TASK OBJECTIVE:
Please list every line of the listing below that contains the word "wooden", copying each such line in full.

MATERIAL SHOWN:
[BEGIN]

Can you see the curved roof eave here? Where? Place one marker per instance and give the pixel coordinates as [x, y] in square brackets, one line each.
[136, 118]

[END]
[BEGIN]

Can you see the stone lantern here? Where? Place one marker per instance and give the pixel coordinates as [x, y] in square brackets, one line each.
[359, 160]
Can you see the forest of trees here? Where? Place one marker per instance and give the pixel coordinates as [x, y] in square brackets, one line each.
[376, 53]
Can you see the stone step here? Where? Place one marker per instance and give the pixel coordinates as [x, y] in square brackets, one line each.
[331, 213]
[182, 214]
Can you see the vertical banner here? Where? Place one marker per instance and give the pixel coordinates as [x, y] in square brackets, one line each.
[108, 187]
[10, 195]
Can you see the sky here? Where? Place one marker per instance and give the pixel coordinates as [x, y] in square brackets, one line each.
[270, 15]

[END]
[BEGIN]

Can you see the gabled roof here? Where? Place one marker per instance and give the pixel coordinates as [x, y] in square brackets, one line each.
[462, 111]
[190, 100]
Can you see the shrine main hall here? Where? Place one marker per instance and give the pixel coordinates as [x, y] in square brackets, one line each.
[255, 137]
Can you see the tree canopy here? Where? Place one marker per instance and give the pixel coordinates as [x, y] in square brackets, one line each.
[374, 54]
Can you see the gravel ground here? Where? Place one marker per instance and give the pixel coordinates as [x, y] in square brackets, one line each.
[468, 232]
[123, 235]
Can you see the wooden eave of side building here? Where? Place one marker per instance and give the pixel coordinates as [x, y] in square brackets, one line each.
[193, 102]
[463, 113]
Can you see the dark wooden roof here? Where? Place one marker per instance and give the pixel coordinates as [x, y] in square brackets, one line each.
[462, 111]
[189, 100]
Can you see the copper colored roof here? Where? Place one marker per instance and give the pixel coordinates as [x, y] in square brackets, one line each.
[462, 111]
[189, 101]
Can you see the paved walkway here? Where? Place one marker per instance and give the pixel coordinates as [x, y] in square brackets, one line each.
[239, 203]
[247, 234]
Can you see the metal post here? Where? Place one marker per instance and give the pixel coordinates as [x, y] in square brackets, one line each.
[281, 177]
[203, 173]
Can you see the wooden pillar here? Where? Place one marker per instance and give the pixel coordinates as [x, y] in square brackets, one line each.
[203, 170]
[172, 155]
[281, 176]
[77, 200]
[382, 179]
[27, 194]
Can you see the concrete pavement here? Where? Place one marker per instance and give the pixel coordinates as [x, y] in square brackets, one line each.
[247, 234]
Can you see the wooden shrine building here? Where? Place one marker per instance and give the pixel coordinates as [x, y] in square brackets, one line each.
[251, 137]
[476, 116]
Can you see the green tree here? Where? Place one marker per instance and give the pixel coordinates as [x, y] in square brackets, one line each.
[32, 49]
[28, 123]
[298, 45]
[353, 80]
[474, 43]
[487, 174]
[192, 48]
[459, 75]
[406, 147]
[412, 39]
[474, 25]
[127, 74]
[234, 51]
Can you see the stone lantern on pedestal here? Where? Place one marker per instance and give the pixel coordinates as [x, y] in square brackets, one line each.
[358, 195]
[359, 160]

[END]

OUTPUT FOR THIS TASK:
Can you see the wooden eave of side building here? Where? Place one marker per instance and give the pixel coordinates as [x, y] in square brackets, one line each.
Can you see the dark wooden roof here? Where? Place one marker per instance and give the pixel coordinates as [x, y] in square brackets, one line each.
Can you see the wooden pillar here? Where? Place one marker per instance and give the pixel coordinates as [x, y] in square brackets, one line each.
Can you see the wooden shrine building here? Where? Place one marker per instance and give the pixel coordinates as [x, y] in square brackets, one line each.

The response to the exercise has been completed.